**Given text:**
┌────────
Reviewers also noted and praised the interpolation of Jackson's song on the track. Fontaine of The Urban Daily agreed and named it the album's best track, further stating that Jackson's 1989 single "Leave Me Alone" "ain't got nothing on this ['Nobody's Business']". A reviewer of Billboard praised Jackson's influence in the song and stated that it is hard to resist its charm. Koski of The A.V. Club deemed "Nobody's Business" as one of the strongest tracks on the album and compared it to the works from the singer's seventh studio album, Bad (1987). The Huffington Posts Mesfin Fekadu praised Jackson's song sample on the track; however, he dismissed its lyrical content.
└────────
**Extracted information:**
┌────────
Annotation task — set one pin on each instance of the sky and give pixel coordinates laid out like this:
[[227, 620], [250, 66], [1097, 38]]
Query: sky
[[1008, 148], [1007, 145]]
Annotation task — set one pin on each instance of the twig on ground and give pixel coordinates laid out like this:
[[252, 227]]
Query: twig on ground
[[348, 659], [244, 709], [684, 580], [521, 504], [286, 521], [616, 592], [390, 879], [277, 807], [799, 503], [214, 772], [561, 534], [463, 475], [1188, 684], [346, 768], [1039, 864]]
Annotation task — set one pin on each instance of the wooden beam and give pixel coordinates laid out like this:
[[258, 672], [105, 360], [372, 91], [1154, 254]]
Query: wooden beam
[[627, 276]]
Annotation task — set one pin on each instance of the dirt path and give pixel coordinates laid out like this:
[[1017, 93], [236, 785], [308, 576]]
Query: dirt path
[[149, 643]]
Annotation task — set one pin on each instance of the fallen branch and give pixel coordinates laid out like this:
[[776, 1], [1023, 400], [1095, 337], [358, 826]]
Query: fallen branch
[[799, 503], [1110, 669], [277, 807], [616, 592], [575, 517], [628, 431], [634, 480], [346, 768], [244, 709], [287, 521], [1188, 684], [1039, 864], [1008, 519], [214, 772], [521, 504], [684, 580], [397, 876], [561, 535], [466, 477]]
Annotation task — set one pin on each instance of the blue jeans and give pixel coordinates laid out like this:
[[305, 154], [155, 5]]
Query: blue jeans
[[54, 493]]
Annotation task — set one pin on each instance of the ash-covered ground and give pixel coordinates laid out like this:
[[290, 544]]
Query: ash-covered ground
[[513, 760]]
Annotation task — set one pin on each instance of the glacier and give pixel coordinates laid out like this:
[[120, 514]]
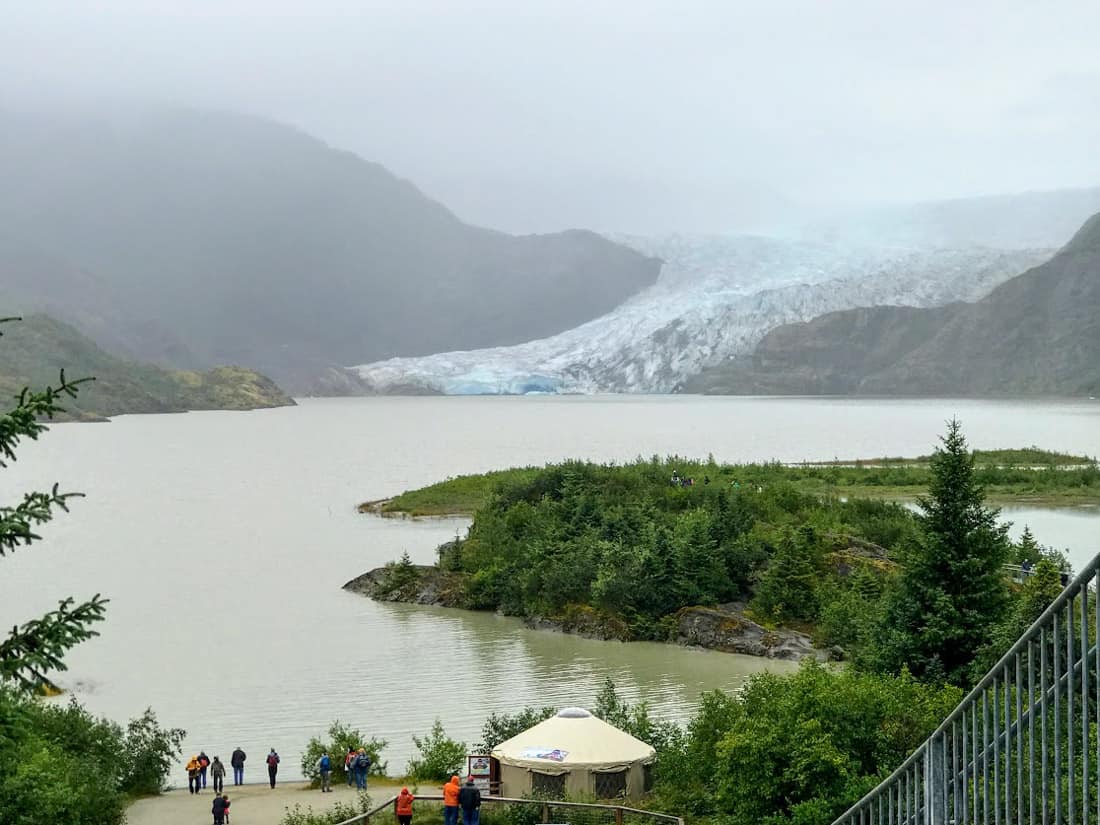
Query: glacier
[[715, 298]]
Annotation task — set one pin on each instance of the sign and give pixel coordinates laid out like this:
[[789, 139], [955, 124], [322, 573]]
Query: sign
[[554, 755], [477, 769]]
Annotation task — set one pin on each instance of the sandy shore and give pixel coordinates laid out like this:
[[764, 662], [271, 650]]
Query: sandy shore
[[251, 804]]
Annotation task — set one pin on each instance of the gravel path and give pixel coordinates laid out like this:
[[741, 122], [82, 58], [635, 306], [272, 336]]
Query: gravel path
[[251, 804]]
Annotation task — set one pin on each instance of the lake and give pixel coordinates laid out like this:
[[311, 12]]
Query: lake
[[223, 538]]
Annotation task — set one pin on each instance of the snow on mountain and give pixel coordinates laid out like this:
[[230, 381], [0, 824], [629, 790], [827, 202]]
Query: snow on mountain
[[715, 298]]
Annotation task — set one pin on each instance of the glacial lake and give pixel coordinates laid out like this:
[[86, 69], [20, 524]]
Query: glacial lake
[[223, 538]]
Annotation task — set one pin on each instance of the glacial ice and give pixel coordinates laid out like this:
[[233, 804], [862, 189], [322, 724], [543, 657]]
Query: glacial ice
[[715, 298]]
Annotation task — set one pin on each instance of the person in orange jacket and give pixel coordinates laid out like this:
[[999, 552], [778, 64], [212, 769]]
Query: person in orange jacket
[[404, 807], [451, 801]]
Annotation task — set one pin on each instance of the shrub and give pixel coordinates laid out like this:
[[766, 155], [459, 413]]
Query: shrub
[[63, 765], [440, 757], [341, 737], [340, 812]]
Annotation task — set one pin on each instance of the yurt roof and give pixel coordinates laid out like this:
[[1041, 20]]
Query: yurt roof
[[573, 738]]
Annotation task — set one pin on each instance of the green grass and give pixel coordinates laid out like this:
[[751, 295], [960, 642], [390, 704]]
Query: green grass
[[1027, 475], [1026, 457]]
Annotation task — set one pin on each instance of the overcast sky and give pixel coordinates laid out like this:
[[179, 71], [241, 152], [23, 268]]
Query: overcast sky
[[631, 116]]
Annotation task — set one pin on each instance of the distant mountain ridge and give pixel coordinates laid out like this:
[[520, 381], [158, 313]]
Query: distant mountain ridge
[[198, 238], [35, 349], [1035, 334]]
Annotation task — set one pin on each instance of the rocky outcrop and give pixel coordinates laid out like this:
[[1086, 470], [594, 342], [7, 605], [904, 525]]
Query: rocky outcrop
[[732, 631], [411, 584], [725, 629]]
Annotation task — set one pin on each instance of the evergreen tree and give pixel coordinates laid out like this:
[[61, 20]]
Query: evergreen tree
[[31, 651], [952, 592]]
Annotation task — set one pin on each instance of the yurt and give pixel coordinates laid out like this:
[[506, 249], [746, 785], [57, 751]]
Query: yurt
[[573, 752]]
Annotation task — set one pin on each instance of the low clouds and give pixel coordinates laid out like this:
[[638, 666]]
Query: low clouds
[[619, 116]]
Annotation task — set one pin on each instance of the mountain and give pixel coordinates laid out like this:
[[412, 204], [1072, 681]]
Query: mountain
[[1035, 334], [34, 350], [199, 238], [715, 298]]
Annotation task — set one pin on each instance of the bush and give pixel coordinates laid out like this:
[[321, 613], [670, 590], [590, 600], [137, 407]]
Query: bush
[[63, 765], [341, 737], [340, 812], [440, 757]]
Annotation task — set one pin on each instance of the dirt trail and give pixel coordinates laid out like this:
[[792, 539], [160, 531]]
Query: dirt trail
[[251, 804]]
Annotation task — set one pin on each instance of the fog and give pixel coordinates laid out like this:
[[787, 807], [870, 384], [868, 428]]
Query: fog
[[639, 117]]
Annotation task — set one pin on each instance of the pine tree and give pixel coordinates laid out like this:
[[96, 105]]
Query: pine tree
[[31, 651], [952, 592]]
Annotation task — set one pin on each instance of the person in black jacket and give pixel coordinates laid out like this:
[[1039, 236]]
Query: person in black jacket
[[238, 761], [470, 802], [273, 761], [219, 809]]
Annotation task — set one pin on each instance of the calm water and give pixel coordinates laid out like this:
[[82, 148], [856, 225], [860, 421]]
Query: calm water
[[222, 540]]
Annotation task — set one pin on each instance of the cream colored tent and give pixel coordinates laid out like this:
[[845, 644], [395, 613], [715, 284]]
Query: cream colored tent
[[574, 752]]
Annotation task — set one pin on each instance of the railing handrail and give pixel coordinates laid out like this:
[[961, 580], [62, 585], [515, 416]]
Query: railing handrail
[[515, 801], [1073, 590]]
└────────
Name every publication mentioned in the text about critics' reviews of "Nobody's Business."

**Your response:** The Urban Daily, Billboard, The A.V. Club, The Huffington Post